--- Records for the task ---

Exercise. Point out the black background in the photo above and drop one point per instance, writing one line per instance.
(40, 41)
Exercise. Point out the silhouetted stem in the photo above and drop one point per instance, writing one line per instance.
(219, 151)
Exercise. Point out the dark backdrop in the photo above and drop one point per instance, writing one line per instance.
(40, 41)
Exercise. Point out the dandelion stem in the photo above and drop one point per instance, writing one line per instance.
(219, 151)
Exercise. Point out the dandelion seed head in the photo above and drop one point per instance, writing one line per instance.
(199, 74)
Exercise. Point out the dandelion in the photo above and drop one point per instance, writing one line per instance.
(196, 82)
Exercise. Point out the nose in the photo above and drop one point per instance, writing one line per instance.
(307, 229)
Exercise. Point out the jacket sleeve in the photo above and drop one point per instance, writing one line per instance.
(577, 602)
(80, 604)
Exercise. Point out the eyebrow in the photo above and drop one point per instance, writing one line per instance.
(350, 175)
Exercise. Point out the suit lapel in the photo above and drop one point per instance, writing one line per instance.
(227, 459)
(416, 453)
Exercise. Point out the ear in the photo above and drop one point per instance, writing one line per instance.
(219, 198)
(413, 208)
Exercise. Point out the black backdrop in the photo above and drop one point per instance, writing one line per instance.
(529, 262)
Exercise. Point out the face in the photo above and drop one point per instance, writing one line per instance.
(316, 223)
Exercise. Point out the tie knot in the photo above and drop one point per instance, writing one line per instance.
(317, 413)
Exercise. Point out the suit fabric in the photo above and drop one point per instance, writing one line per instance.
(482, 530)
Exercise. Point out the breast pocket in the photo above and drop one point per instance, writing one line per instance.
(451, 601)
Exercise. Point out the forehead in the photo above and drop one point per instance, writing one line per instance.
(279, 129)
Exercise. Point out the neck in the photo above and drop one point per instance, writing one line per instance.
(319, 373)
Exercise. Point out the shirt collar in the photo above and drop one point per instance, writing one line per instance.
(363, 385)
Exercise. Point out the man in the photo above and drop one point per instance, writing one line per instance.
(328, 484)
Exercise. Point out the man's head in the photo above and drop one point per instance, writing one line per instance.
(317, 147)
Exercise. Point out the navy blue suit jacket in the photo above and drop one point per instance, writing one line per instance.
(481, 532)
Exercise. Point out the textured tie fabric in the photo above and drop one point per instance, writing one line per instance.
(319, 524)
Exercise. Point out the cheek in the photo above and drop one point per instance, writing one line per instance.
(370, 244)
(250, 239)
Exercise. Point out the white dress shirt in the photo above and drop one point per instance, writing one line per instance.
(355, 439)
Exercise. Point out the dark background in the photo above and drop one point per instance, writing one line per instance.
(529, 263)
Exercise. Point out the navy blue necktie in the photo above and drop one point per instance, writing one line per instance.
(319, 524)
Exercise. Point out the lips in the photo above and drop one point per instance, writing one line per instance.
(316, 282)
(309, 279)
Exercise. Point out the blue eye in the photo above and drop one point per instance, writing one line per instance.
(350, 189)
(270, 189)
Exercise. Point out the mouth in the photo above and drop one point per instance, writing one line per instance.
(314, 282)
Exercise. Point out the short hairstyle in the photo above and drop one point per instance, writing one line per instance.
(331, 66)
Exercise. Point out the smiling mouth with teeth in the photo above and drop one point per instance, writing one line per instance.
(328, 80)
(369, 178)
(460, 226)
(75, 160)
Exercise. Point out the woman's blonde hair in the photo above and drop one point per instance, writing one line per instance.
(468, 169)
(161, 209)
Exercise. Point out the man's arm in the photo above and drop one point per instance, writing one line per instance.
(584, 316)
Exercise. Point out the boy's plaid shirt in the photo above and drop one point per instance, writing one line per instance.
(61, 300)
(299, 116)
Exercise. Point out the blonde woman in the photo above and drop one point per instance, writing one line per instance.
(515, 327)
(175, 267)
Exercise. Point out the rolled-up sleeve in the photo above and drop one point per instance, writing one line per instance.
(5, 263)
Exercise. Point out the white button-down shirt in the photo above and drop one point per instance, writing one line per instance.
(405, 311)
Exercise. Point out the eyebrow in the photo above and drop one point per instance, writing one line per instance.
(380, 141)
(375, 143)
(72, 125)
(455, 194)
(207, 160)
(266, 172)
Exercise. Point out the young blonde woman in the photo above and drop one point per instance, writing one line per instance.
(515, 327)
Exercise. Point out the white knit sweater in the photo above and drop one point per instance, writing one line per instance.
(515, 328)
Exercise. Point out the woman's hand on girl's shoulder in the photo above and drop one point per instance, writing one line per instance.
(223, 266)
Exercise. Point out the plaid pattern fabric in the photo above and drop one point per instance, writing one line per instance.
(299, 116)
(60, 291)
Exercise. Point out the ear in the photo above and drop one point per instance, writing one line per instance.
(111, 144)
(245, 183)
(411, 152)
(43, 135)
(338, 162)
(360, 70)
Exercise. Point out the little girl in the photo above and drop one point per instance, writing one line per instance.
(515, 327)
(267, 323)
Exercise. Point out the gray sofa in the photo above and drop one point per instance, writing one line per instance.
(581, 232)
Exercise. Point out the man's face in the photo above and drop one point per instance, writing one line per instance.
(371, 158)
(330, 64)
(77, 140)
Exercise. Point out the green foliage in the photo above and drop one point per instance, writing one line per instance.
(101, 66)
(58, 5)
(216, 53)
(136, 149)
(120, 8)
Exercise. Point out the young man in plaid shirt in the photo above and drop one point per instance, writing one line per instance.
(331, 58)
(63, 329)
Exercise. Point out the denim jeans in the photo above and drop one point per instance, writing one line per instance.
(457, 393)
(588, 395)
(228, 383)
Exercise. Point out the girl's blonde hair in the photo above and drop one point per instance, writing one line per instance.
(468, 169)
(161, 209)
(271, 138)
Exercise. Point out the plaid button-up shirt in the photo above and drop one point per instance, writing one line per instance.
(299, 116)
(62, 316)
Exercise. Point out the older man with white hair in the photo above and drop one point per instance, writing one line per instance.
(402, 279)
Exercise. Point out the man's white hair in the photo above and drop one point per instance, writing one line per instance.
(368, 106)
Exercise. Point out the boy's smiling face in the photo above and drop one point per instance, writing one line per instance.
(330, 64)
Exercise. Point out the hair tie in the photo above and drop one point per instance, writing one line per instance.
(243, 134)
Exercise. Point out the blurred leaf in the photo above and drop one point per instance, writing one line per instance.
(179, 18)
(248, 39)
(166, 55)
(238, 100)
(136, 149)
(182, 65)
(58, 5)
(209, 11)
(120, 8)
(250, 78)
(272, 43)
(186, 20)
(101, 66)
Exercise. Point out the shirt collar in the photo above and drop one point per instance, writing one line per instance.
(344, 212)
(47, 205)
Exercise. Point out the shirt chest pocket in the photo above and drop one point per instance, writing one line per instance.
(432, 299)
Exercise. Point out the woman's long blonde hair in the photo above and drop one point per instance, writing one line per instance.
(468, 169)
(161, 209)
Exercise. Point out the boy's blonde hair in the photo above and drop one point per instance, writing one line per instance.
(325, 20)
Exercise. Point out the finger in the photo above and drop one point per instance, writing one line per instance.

---
--- Records for the task ---

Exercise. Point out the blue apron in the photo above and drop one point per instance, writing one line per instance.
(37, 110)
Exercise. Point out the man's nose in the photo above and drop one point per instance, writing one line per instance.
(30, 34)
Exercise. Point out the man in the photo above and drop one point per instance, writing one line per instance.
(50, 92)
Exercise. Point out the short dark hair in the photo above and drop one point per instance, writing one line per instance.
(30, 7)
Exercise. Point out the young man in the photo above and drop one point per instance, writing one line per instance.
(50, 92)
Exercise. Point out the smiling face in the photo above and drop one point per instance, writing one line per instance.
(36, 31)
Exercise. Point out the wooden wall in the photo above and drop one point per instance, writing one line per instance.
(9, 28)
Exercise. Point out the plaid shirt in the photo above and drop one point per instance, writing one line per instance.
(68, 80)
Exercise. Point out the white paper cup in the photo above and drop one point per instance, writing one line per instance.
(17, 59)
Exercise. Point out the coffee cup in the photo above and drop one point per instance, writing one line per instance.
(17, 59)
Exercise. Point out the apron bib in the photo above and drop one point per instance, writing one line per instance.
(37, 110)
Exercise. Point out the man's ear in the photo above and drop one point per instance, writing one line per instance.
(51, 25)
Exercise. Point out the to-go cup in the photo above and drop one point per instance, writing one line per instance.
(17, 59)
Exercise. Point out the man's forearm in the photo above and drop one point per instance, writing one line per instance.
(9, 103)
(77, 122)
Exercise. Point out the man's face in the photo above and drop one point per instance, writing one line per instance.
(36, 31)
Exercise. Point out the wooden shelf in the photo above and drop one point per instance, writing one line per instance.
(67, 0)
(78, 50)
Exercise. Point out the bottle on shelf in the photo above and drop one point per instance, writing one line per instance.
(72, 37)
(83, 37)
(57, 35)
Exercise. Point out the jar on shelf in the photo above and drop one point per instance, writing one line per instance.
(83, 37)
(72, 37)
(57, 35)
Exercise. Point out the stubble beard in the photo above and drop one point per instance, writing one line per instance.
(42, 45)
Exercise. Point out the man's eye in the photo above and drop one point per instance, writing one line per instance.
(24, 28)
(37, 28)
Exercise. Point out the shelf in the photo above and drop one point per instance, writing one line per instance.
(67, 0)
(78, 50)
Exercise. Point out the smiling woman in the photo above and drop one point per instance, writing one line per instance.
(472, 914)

---

== What to do ==
Filter the lines above, keeping every line that contains the word "dark". Copy those lines as they are. Case counts.

== Answer in full ==
Exercise. Point out the dark backdrop in the photo above and drop one point per instance, writing one line per instance.
Exercise. Point out the dark background in the photo above and drop one point per instance, writing one line per instance.
Exercise. Point out the short dark hair in the photo above and drop one point per instance, writing one line per instance.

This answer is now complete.